• [Description of the task]: Once the line containing "Query: electrical outlet" is found in the entries below, reproduce it and every line after it, stopping at and including the line containing "Where can the flush"; reproduce nothing else, and keep each line exact.

• [Natural-language object grounding data]:

☆ ☆ ☆ ☆ ☆

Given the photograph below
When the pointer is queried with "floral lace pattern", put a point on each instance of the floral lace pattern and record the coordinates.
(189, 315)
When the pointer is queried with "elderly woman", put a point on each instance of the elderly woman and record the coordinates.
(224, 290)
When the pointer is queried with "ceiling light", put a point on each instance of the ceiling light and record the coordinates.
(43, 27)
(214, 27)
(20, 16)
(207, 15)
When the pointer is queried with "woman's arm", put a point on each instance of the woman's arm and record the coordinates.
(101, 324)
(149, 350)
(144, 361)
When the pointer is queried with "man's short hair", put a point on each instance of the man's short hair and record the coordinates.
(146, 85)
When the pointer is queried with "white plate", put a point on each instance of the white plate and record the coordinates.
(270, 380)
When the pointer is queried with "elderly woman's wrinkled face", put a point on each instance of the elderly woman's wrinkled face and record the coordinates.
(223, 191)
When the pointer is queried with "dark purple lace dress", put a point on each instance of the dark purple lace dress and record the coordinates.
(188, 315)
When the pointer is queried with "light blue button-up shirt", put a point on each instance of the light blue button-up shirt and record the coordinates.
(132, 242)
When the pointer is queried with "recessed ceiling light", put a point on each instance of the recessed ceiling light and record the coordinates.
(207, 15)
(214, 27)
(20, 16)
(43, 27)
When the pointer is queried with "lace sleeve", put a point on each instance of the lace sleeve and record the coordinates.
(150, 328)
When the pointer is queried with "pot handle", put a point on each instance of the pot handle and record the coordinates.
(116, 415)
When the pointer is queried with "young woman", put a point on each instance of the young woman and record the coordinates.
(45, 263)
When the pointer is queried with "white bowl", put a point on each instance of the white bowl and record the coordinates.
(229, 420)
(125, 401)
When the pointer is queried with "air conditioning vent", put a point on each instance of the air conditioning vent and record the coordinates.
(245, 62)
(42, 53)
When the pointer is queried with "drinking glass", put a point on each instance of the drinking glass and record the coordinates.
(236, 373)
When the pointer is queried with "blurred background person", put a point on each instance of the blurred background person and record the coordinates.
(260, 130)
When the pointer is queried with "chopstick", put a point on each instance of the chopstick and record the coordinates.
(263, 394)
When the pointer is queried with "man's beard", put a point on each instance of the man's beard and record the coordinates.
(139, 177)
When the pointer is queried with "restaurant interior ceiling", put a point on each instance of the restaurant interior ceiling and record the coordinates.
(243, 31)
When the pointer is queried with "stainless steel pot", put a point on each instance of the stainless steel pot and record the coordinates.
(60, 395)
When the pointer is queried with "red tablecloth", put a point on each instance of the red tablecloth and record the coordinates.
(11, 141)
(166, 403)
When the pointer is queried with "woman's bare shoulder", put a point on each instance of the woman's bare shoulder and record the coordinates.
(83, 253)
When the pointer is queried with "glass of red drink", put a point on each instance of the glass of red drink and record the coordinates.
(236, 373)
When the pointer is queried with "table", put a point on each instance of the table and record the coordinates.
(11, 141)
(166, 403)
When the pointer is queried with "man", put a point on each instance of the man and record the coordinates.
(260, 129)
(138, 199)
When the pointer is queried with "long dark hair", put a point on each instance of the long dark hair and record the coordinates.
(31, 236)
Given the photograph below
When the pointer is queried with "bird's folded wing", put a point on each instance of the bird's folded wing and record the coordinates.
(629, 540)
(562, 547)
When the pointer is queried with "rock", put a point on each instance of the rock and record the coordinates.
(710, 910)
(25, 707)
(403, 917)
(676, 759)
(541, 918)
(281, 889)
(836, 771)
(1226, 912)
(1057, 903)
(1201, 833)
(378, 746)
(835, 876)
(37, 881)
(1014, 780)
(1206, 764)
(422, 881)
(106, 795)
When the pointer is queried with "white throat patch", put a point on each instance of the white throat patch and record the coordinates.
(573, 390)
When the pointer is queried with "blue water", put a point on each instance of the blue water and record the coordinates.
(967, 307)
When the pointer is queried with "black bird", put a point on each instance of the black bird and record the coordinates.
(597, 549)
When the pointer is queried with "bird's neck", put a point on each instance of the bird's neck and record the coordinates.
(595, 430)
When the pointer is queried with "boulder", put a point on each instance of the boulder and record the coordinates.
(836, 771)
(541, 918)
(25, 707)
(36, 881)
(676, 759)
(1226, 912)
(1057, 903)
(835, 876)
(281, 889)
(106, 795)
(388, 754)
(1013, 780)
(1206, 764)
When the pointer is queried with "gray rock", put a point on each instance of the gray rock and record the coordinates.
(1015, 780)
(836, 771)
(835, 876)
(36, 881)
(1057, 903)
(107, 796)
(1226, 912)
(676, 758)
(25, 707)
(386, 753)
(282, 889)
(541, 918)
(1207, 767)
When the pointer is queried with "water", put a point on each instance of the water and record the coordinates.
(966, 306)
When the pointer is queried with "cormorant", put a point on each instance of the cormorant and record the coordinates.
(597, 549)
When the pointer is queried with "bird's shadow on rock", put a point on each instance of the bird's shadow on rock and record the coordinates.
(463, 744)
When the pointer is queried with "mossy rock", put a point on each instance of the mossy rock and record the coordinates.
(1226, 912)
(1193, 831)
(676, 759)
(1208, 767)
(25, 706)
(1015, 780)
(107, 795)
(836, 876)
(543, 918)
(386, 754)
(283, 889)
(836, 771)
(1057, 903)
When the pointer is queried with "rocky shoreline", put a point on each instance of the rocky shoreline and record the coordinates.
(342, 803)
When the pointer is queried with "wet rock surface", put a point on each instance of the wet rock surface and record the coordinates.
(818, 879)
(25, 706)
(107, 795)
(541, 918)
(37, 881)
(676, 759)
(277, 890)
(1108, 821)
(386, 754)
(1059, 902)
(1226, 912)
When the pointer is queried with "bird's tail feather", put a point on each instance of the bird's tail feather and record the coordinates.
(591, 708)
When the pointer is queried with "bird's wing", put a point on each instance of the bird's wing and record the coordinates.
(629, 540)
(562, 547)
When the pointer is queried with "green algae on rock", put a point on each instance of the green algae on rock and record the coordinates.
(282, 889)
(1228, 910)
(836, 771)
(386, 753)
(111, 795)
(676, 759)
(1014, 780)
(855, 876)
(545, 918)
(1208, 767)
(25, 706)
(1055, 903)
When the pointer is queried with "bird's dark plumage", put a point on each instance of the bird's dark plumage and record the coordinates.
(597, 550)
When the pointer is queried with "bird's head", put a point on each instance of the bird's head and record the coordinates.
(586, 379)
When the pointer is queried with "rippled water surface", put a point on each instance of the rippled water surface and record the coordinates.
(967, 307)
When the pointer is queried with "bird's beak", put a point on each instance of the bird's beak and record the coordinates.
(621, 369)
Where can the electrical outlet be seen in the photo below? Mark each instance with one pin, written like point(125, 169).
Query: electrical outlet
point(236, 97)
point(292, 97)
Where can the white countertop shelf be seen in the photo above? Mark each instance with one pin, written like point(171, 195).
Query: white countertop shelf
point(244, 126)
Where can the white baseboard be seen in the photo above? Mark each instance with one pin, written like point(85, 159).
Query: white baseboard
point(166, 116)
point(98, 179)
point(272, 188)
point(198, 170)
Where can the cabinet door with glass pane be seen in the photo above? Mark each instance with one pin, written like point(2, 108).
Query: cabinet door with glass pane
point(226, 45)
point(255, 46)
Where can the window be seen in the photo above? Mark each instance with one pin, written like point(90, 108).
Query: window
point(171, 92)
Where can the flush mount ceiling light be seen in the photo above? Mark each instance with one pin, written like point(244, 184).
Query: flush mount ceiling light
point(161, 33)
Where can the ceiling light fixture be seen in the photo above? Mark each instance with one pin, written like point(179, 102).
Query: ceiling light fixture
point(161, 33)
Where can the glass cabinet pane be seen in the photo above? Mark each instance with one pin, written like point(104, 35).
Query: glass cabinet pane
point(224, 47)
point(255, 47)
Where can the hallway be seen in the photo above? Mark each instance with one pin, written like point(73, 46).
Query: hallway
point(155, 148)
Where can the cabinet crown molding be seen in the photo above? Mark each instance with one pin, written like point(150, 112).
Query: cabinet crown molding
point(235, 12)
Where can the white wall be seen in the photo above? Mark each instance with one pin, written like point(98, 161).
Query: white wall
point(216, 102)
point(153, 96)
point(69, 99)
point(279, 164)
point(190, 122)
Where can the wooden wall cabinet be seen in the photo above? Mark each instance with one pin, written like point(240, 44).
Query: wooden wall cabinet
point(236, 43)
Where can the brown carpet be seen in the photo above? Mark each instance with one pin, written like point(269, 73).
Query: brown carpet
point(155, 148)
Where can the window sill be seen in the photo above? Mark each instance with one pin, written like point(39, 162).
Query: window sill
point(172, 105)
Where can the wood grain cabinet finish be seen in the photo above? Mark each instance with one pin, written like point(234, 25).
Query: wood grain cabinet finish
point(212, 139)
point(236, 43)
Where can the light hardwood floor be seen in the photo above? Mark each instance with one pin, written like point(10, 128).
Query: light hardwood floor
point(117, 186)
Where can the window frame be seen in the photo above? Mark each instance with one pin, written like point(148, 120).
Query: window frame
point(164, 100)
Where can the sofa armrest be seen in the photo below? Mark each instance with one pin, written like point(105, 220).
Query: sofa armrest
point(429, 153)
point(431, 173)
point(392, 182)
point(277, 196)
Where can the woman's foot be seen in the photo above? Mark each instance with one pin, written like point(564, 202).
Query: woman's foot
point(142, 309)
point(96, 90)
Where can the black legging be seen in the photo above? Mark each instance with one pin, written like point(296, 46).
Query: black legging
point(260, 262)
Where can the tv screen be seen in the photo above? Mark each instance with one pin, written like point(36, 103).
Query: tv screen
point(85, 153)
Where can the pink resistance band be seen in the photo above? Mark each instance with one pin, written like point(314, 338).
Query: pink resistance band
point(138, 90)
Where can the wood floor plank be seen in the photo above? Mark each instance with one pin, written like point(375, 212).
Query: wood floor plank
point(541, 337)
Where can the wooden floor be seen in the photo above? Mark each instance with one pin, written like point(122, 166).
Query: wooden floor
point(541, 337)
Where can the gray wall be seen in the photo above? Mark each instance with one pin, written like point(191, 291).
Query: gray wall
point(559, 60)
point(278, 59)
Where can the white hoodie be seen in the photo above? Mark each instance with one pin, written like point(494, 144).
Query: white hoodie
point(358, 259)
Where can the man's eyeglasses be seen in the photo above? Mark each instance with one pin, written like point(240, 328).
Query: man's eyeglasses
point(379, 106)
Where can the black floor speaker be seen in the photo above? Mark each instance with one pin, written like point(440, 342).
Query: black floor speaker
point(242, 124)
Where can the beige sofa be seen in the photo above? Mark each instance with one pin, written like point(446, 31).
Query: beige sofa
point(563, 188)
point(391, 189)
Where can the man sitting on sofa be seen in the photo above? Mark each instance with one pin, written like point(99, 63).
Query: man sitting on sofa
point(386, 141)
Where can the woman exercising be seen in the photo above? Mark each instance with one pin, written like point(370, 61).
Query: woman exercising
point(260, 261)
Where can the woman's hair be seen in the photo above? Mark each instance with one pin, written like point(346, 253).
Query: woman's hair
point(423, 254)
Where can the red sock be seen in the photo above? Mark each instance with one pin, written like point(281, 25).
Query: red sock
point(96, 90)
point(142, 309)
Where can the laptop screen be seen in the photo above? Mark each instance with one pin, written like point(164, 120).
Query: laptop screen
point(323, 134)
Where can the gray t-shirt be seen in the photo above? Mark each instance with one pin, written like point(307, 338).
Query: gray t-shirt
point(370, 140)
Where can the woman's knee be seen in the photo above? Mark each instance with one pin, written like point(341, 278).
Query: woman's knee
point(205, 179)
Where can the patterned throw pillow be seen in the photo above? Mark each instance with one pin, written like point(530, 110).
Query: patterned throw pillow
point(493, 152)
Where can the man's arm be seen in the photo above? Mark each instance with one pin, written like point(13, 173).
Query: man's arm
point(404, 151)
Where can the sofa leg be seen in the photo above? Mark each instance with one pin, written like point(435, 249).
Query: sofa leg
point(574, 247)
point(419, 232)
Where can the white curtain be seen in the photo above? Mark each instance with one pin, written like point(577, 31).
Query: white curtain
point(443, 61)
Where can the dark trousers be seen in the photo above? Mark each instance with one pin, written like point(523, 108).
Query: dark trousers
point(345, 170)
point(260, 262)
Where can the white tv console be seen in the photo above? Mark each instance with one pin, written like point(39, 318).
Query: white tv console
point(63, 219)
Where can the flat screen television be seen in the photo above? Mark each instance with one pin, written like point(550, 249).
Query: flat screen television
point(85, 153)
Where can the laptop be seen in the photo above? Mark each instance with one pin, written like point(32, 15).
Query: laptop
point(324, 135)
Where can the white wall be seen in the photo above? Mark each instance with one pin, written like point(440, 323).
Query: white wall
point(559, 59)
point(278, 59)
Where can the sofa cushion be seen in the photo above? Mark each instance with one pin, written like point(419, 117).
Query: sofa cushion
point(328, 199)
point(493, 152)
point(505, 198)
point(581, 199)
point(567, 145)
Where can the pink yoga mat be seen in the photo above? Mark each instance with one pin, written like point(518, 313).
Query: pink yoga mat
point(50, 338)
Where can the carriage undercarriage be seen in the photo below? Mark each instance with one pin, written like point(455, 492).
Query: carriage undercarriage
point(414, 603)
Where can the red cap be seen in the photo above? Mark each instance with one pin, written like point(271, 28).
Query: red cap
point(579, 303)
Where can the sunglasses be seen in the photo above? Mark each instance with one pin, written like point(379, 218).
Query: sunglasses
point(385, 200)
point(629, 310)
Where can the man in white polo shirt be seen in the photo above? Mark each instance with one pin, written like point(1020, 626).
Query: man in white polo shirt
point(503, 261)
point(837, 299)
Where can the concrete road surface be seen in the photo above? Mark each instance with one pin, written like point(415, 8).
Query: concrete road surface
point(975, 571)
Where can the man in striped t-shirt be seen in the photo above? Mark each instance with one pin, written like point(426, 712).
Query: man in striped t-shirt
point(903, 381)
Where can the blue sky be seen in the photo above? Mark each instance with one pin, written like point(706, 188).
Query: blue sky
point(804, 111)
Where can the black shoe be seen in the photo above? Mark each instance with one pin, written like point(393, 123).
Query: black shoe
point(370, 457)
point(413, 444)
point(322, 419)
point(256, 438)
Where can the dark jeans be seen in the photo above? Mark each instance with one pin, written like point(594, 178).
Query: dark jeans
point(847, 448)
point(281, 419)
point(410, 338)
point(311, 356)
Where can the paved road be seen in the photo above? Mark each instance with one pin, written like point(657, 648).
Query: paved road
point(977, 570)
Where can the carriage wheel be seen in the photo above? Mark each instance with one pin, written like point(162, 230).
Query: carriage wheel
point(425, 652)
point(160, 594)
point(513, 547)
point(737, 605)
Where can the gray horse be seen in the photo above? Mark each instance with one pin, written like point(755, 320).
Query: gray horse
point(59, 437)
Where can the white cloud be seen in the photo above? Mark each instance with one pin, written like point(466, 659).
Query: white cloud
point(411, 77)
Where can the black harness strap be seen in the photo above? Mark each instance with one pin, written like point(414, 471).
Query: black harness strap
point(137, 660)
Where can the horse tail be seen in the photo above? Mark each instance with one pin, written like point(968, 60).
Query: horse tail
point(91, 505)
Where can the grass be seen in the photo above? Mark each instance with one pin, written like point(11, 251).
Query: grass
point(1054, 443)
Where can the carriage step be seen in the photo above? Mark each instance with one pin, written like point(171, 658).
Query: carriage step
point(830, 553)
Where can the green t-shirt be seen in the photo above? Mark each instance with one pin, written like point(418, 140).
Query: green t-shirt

☆ ☆ ☆ ☆ ☆

• [The answer]:
Query: electrical outlet
point(236, 97)
point(292, 97)
Where can the white countertop shelf be seen in the photo above? Mark each instance with one pin, written like point(171, 195).
Query: white countertop shelf
point(244, 126)
Where can the white baseboard be seen in the photo above? Mark each instance with one pin, written like point(85, 159).
Query: white baseboard
point(166, 116)
point(98, 179)
point(272, 188)
point(198, 170)
Where can the cabinet door with glass pane be seen in the photo above? Mark each instance with one pin, written like point(2, 108).
Query: cabinet door with glass pane
point(226, 45)
point(255, 46)
Where can the window be seen in the photo above? Mark each instance with one pin, written like point(90, 108).
Query: window
point(171, 92)
Where can the flush mount ceiling light be seen in the photo above? Mark each instance with one pin, written like point(244, 184).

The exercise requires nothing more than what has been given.